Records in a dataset
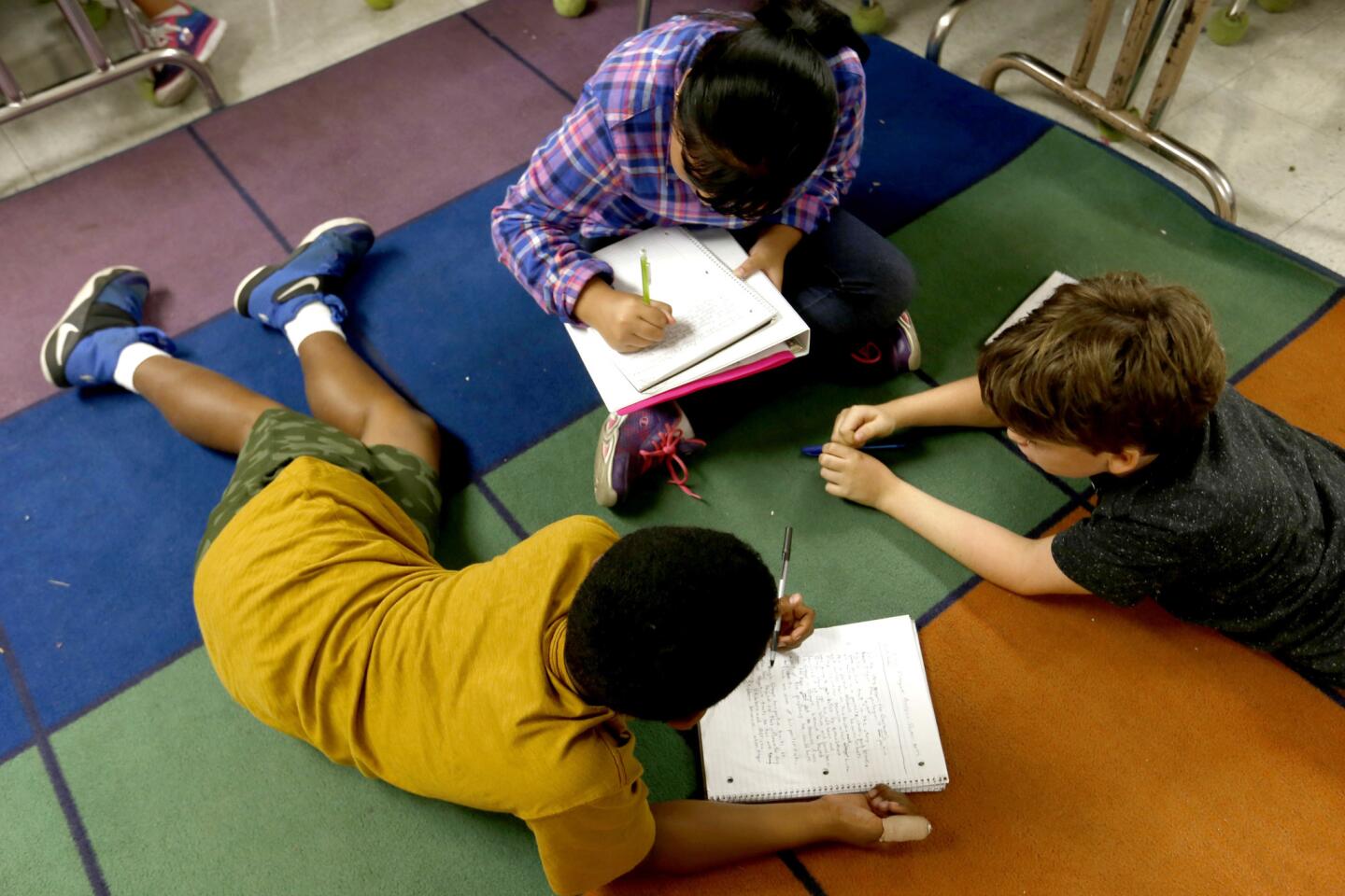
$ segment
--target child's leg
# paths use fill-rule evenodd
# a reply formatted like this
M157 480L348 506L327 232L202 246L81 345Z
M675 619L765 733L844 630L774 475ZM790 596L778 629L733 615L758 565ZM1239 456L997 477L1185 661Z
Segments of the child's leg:
M888 373L917 368L920 343L905 313L915 293L915 269L901 250L842 210L785 259L784 296L822 357L862 364L872 351L869 360Z
M223 373L159 355L134 372L134 387L168 424L198 445L238 454L261 412L284 407Z
M359 219L319 224L284 263L245 277L234 308L289 339L315 418L364 445L410 451L437 473L434 420L369 367L340 329L346 306L336 293L373 243L373 230Z
M299 345L312 415L364 445L410 451L438 473L438 424L383 380L336 333L313 333Z
M262 411L276 402L226 376L180 361L172 340L141 324L144 271L108 267L90 277L42 345L52 386L118 386L140 392L194 442L237 454Z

**Task details**
Reproduce the records above word for word. Leave out the picture.

**Reply to the task**
$ segment
--target child's leg
# paths use fill-rule evenodd
# a reply formatted like this
M157 480L348 506L327 232L202 246L81 345Z
M675 619L765 733L844 630L774 475ZM790 596L778 629L733 615L758 565ZM1239 456L997 477L1185 661Z
Segments of the child's leg:
M888 373L917 368L920 343L905 313L915 293L915 269L901 250L842 210L785 259L784 296L822 357L862 364L872 351L869 360Z
M223 373L159 355L134 372L134 387L168 424L198 445L238 454L261 412L284 407Z
M359 219L319 224L284 263L245 277L234 308L289 339L315 418L364 445L410 451L437 473L434 420L369 367L340 329L346 306L336 293L373 243L373 230Z
M299 345L312 415L364 445L410 451L438 473L438 424L383 380L336 333L313 333Z
M262 411L276 402L226 376L180 361L172 340L141 324L144 271L108 267L90 277L42 345L52 386L118 386L140 392L194 442L237 454Z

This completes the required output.